Segment Start: WORKING DATA

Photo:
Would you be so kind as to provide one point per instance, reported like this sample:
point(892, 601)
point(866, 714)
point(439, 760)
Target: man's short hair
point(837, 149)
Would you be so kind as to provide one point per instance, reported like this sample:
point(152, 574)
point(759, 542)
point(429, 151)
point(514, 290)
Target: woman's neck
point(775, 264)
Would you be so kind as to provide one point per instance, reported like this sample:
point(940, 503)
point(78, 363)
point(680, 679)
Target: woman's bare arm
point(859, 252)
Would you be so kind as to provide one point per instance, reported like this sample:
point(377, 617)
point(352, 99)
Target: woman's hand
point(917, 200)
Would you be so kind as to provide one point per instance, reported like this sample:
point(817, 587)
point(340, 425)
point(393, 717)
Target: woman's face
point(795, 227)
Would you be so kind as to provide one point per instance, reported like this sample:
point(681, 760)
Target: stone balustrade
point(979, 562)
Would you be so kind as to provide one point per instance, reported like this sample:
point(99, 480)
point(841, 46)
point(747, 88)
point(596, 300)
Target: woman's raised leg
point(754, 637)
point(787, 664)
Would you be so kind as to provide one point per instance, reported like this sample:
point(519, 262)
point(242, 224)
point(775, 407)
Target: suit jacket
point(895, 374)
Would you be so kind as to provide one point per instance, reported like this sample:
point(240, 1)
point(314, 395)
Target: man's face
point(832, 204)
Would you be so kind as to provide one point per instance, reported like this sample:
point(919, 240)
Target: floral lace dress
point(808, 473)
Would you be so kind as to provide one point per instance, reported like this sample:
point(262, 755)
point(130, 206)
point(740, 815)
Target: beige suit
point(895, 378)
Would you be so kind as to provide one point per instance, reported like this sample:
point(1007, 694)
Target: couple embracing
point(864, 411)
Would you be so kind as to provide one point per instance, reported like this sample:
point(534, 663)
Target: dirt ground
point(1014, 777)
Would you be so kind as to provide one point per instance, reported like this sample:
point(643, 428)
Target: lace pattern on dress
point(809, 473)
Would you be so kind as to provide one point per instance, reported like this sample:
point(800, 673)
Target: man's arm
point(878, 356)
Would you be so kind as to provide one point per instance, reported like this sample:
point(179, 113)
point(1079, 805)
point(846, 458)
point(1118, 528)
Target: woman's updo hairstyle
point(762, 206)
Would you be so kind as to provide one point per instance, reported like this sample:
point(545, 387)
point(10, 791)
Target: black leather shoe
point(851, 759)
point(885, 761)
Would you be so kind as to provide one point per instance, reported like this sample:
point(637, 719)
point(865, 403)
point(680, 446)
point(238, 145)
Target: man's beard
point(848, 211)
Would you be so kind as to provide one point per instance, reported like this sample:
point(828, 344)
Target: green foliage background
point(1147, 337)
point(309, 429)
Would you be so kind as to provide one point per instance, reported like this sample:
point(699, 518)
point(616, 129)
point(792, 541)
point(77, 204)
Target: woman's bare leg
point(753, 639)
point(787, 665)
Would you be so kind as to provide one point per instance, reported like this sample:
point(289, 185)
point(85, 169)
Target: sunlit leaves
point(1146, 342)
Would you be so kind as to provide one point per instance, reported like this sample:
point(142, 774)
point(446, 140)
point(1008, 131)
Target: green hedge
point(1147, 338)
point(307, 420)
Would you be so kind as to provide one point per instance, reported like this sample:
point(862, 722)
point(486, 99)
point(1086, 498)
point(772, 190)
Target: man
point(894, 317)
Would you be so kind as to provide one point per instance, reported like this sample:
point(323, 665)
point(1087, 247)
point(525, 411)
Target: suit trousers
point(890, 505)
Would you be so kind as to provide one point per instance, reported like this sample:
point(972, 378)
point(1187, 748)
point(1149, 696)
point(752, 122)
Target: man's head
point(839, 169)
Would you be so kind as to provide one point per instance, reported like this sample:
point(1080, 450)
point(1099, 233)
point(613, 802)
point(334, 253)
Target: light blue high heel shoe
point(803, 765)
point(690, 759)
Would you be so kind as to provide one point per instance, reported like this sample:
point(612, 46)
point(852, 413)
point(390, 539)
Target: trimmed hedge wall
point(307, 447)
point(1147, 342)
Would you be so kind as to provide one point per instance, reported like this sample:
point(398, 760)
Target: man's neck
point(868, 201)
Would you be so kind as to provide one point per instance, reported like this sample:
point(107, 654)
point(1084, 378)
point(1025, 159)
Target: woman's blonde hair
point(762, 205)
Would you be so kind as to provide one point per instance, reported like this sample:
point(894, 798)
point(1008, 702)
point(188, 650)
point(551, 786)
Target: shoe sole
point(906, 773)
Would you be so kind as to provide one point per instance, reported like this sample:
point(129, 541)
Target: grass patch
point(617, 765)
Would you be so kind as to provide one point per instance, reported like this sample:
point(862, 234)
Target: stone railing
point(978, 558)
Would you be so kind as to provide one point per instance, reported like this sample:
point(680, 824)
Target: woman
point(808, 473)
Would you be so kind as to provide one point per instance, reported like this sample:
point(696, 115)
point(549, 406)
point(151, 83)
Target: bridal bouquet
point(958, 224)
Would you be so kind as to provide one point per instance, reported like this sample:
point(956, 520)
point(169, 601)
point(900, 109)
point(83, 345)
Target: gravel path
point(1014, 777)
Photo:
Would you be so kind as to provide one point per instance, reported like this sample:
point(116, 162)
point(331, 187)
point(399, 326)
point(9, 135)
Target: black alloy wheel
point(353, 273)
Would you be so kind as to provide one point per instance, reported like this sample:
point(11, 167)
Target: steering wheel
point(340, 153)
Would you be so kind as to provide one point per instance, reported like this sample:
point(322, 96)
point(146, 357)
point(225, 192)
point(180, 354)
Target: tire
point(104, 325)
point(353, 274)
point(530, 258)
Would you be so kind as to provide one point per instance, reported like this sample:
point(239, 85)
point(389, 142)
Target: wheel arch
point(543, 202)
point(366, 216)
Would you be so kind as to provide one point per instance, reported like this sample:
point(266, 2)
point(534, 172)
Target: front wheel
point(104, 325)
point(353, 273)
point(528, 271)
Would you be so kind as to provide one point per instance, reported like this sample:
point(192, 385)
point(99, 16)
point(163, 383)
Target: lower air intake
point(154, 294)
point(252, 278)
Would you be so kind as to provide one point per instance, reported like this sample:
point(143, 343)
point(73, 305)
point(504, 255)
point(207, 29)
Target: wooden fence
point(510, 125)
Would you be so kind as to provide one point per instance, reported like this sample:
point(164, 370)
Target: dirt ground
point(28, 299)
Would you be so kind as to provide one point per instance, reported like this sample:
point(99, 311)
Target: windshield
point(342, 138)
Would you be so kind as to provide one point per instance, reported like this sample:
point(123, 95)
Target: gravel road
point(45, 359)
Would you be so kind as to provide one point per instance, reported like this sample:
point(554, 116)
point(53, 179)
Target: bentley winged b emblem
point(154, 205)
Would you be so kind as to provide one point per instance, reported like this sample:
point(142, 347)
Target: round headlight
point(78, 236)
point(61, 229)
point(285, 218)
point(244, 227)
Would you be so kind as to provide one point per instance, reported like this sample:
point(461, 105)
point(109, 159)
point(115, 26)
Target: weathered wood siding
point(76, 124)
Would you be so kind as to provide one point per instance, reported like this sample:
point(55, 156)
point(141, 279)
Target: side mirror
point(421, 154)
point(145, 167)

Segment End: WORKING DATA

Retype only this portion of the data above: the line containing "point(841, 46)", the line containing "point(865, 403)", and all lines between them, exactly.

__TASK RESPONSE__
point(841, 46)
point(747, 88)
point(596, 300)
Target: woman's raised leg
point(754, 637)
point(787, 664)
Would you be so kind as to provide one point per instance, reported like this sample:
point(519, 262)
point(242, 224)
point(775, 407)
Target: suit jacket
point(895, 374)
Would you be so kind as to provide one point per instance, reported like this sample:
point(240, 1)
point(314, 395)
Target: man's face
point(832, 204)
Would you be so kind as to provide one point per instance, reported like this sample:
point(919, 240)
Target: floral lace dress
point(808, 473)
Would you be so kind as to provide one point per instance, reported like this sample:
point(262, 755)
point(130, 206)
point(740, 815)
Target: beige suit
point(895, 378)
Would you be so kind as to provide one point per instance, reported like this sample:
point(1007, 694)
Target: couple embracing
point(864, 411)
Would you be so kind as to provide one point per instance, reported like this sample:
point(534, 663)
Target: dirt ground
point(1014, 777)
Would you be so kind as to provide one point per instance, reported like this sample:
point(643, 428)
Target: lace pattern on dress
point(809, 473)
Would you be so kind as to provide one point per instance, reported like this sample:
point(800, 673)
Target: man's arm
point(878, 356)
Would you be so kind as to provide one point per instance, reported like this sample:
point(179, 113)
point(1079, 805)
point(846, 458)
point(1118, 528)
Target: woman's updo hairstyle
point(762, 206)
Would you be so kind as to provide one point per instance, reported like this sample:
point(545, 387)
point(10, 791)
Target: black leather shoe
point(851, 759)
point(885, 761)
Would you be so kind as to provide one point per instance, reported like this sample:
point(637, 719)
point(865, 403)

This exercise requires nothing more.